# TASK DIRECTIONS:
Put every line of the records below into a numbered list, omitting any blank lines.

# Saved data entries:
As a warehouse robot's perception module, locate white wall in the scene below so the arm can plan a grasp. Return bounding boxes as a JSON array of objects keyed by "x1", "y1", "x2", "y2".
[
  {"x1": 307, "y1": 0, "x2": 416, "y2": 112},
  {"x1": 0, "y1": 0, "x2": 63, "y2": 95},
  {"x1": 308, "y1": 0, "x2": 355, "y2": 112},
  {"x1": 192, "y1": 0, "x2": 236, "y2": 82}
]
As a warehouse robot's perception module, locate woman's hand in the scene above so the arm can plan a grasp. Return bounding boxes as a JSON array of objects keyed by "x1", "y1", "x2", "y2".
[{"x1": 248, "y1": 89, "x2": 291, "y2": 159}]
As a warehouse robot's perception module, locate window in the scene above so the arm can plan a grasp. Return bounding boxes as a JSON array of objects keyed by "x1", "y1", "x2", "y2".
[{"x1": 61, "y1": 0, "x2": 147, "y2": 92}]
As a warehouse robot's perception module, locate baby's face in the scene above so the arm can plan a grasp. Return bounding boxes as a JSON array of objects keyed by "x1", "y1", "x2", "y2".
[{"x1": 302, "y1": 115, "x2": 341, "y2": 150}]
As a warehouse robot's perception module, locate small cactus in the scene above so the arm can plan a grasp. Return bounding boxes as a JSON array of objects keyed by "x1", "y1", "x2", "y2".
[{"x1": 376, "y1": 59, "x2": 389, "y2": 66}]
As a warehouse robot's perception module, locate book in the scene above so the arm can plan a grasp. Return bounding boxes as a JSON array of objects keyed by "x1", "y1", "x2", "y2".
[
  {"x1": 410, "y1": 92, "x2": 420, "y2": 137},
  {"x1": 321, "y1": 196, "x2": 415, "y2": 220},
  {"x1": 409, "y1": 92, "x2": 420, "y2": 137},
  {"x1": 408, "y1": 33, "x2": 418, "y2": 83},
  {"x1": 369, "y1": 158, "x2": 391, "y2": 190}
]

# TASK SOLUTION:
1. As a warehouse robot's perception module, locate white wall in the scene below so the arm can plan a grasp. Return bounding boxes as a JSON array of objects keyed by "x1", "y1", "x2", "y2".
2. [
3.   {"x1": 307, "y1": 0, "x2": 416, "y2": 112},
4.   {"x1": 0, "y1": 0, "x2": 63, "y2": 95},
5.   {"x1": 308, "y1": 0, "x2": 355, "y2": 112},
6.   {"x1": 192, "y1": 0, "x2": 236, "y2": 82}
7. ]
8. As a warehouse robot's perception module, locate woman's hand in the scene above so the arm can plan a grasp. Return bounding boxes as a JSON array of objects keyed by "x1", "y1", "x2", "y2".
9. [{"x1": 248, "y1": 89, "x2": 291, "y2": 159}]
10. As a warehouse robot's perception module, locate window in the scene above so the arm can plan a grasp. Return bounding boxes as a JSON array of objects keyed by "x1", "y1", "x2", "y2".
11. [{"x1": 61, "y1": 0, "x2": 147, "y2": 92}]
12. As a warehouse robot's perception module, locate baby's face in the scene above so the arm can plan a grasp. Return bounding boxes as a JSON array of objects keyed by "x1", "y1", "x2", "y2".
13. [{"x1": 302, "y1": 115, "x2": 341, "y2": 150}]
14. As a warehouse robot's perception module, locate small cactus in the scene above so the arm can plan a grasp. Return bounding boxes as a JSON array of objects keyed by "x1", "y1", "x2", "y2".
15. [{"x1": 376, "y1": 59, "x2": 389, "y2": 66}]
16. As a warehouse robot's perception module, locate book in the scene above so the arm can plan a grasp. Return bounding boxes as a JSON array of objects keyed by "x1", "y1", "x2", "y2".
17. [
18.   {"x1": 410, "y1": 92, "x2": 420, "y2": 137},
19.   {"x1": 321, "y1": 196, "x2": 415, "y2": 220},
20.   {"x1": 409, "y1": 92, "x2": 420, "y2": 137},
21.   {"x1": 408, "y1": 33, "x2": 418, "y2": 83},
22.   {"x1": 369, "y1": 158, "x2": 391, "y2": 190}
23. ]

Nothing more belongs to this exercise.